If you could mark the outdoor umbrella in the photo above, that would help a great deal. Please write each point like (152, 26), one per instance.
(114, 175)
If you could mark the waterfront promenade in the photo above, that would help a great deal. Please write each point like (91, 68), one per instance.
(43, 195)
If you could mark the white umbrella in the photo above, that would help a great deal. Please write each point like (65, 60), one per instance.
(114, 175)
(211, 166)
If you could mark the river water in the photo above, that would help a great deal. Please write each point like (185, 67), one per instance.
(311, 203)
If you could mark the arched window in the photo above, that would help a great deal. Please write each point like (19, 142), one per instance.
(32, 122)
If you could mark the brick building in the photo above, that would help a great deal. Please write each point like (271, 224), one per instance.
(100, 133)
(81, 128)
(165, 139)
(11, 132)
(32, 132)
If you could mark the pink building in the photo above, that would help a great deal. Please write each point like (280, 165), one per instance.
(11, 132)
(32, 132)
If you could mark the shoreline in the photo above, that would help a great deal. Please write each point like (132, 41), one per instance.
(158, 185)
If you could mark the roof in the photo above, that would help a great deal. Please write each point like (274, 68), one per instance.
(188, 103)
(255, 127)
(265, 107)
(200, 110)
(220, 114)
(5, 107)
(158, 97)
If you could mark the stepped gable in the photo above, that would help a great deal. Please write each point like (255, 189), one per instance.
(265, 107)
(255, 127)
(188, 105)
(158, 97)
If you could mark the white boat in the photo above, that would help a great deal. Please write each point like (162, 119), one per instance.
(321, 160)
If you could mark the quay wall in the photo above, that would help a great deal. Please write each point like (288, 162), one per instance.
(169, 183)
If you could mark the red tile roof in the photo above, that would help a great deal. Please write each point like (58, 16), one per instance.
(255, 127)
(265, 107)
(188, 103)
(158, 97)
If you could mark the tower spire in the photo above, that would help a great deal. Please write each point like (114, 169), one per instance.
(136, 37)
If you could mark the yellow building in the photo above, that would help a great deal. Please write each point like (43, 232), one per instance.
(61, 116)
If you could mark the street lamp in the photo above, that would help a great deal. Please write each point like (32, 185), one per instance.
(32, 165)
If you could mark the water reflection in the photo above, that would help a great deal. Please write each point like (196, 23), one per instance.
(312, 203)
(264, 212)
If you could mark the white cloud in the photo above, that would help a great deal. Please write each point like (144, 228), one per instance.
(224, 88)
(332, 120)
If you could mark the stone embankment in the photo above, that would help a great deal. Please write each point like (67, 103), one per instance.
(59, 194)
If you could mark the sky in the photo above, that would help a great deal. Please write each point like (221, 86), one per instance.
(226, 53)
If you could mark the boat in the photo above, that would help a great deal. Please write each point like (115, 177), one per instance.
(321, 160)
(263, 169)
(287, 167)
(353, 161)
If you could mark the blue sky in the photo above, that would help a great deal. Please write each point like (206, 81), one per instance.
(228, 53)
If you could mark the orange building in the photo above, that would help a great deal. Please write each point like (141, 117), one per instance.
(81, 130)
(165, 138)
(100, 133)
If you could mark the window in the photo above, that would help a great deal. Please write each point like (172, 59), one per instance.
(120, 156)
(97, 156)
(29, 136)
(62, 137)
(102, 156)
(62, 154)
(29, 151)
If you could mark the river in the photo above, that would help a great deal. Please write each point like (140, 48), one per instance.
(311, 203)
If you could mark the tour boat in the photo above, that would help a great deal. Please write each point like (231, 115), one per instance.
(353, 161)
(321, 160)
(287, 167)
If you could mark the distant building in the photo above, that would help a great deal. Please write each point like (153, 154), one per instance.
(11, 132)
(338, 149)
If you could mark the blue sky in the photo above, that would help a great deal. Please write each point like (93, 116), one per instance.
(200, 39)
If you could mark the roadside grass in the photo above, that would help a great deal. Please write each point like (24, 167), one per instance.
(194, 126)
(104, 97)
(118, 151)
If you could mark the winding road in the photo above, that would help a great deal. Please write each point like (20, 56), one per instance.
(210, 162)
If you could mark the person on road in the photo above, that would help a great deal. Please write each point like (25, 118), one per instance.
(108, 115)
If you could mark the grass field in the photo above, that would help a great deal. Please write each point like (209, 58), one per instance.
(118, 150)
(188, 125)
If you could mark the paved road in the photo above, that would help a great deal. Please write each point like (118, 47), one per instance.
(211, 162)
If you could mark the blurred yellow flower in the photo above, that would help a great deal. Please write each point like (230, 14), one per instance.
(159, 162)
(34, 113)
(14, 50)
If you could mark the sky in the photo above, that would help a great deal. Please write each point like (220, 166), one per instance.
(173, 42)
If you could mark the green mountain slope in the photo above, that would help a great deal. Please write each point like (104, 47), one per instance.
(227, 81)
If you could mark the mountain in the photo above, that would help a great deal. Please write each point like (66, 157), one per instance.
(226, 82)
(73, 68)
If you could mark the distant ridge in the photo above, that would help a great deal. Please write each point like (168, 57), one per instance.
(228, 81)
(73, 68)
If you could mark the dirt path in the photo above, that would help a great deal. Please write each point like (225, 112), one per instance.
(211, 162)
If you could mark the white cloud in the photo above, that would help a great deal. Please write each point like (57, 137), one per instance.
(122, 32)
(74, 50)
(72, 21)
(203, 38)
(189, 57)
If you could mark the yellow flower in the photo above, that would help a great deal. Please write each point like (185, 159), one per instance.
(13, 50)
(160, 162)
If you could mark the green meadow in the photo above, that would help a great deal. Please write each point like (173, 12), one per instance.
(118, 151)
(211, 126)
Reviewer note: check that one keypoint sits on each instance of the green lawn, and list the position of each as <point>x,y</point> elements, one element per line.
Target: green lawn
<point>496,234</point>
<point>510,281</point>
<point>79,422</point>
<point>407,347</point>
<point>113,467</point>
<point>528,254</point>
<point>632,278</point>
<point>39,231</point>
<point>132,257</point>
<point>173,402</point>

### [Task prompt]
What's needed is every entry, returned word for word.

### [Task answer]
If you could mark the outdoor umbrella in the photo above, that would help a great deal. Please write each point like (152, 26), one per instance.
(114, 175)
If you could mark the waterfront promenade in the photo above, that would help a great deal. Please write each point like (91, 68), one per instance.
(43, 195)
If you could mark the white umbrella in the photo above, that would help a great deal. Please write each point like (65, 60), one per instance.
(114, 175)
(211, 166)
If you could mark the river water in the photo above, that would help a great deal. Please write each point like (185, 67), one per instance.
(311, 203)
If you could mark the arched window in the photo above, that would help a great deal. Please write each point like (19, 142), one per instance.
(32, 122)
If you could mark the brick building in the photo above, that would help a great deal. Please write each point like (271, 224), one per instance.
(100, 133)
(81, 128)
(165, 139)
(11, 132)
(32, 132)
If you could mark the pink building in the photo above, that would help a great deal. Please write each point like (280, 165), one per instance.
(11, 132)
(32, 132)
If you could mark the shoreline in the photo above, that would help a great deal. Please write each point like (132, 41), one per instance.
(158, 185)
If you could mark the roof in the photo above, that would help a great deal. Please write each point like (274, 68), one per instance.
(188, 103)
(255, 127)
(265, 107)
(200, 110)
(220, 114)
(5, 107)
(158, 97)
If you could mark the stepped gable in the photo above, that would help a great deal. Please write each point like (255, 189), one per instance.
(265, 107)
(255, 127)
(188, 105)
(158, 97)
If you could mark the white boat in the photo above, that would help a great deal. Please write each point like (162, 119), one per instance.
(321, 160)
If you could mark the quay wall in the photo above, that would help a great deal. Please write each point like (288, 162), one per instance.
(169, 183)
If you could mark the red tile roof in the photo above, that would help a great deal. Please write each point like (58, 16), one per instance.
(255, 127)
(265, 107)
(188, 103)
(158, 97)
If you could mark the tower spire in the photo above, that would help a great deal. Please write each point like (114, 169), one per instance.
(136, 37)
If you could mark the yellow building in the photo above, that would help a great deal. Please write each point like (43, 232), one per instance.
(61, 116)
If you could mark the street lamp in the photo above, that would help a great deal. Please write each point like (32, 185), one per instance.
(32, 165)
If you could mark the water reflection in the photo above, that would help a great deal. Please write each point like (196, 23), one per instance.
(312, 203)
(264, 212)
If you could mark the white cloud in the photo above, that would help a great deal. Please write each point like (144, 228), one per instance.
(224, 88)
(332, 120)
If you could mark the stone embankment in the photo above, that would help a great deal. Please write each point like (67, 103), one per instance.
(59, 194)
If you could mark the sky in the photo above, that would help a great deal. Please write each point like (221, 86), one per instance.
(226, 53)
If you could mark the boat in the photo above, that would help a great deal. Please write each point like (115, 177), one per instance.
(321, 160)
(263, 169)
(287, 167)
(353, 161)
If you could mark the blue sky in the photo above, that would help a great deal. Please write each point like (206, 81), one per instance.
(228, 53)
If you could mark the orange building in the photo above, that would help a great deal. Please write each point like (141, 117), one per instance.
(81, 130)
(165, 138)
(100, 133)
If you could mark the window in the photo above, that would help a great deal. Please write each point like (172, 59), one per instance.
(120, 156)
(97, 156)
(29, 136)
(62, 137)
(102, 156)
(62, 154)
(29, 151)
If you could mark the river in the photo above, that would help a great deal. Please write each point like (140, 48), one per instance.
(311, 203)
If you could mark the tour boat in the photo above, that would help a great deal. Please write each point like (231, 115), one per instance.
(353, 161)
(321, 160)
(287, 167)
If you could mark the distant building in the photo above, that would help a great deal. Please write each point like (153, 154), one per instance.
(11, 132)
(338, 149)
If you could mark the blue sky in the photo above, that would help a great deal. Please write each point like (93, 116), one per instance.
(200, 39)
If you could mark the roadside grass in the photo above, that would help a great deal. Please write each point like (24, 167), one per instance.
(194, 126)
(104, 97)
(118, 151)
If you could mark the winding road in the photo above, that would help a great deal. Please write each point like (20, 56), one per instance.
(210, 162)
If you could mark the person on road in the photo above, that would help a great deal. Please write each point like (25, 118), one per instance.
(108, 115)
If you could mark the grass field in the photo above, that would help a great deal. Please write each point like (209, 58), one per instance.
(118, 150)
(188, 125)
If you could mark the paved road in the photo above, that would help a great deal. Please write each point like (118, 47), one per instance.
(211, 162)
If you could mark the blurred yellow flower in the photo above, that would help a great deal. Please write each point like (230, 14), one per instance.
(159, 162)
(34, 113)
(14, 50)
If you could mark the sky in the photo above, that would help a great deal. Please write each point like (220, 166), one per instance.
(173, 42)
If you could mark the green mountain slope in the photo above, that would help a great deal. Please write each point like (104, 47), one per instance.
(227, 81)
If you could mark the mountain in the photo above, that would help a great deal. Please write each point like (66, 157), one per instance.
(226, 82)
(73, 68)
If you could mark the distant ridge in the photo above, that would help a great deal. Please write each point like (168, 57), one per instance.
(228, 81)
(73, 68)
If you could mark the dirt path in the photo above, that would help a great deal. Please write each point like (225, 112), one per instance.
(211, 162)
If you could mark the white cloud in the photo above, that would help a great deal. Please write each point like (57, 137), one per instance.
(122, 32)
(74, 50)
(72, 21)
(203, 38)
(189, 57)
If you could mark the yellow flower in the photo above, that would help a great deal. Please write each point like (185, 159), one per instance.
(13, 50)
(160, 162)
If you could mark the green meadow in the photo above, that would help a great deal. Please write each point like (173, 12), one per instance.
(118, 151)
(211, 126)
Reviewer note: check that one keypoint sits on each instance of the green lawn, and list the position of each as <point>x,y</point> elements, one element per line.
Target: green lawn
<point>496,234</point>
<point>510,281</point>
<point>79,422</point>
<point>407,347</point>
<point>113,467</point>
<point>528,254</point>
<point>632,278</point>
<point>39,231</point>
<point>132,257</point>
<point>173,402</point>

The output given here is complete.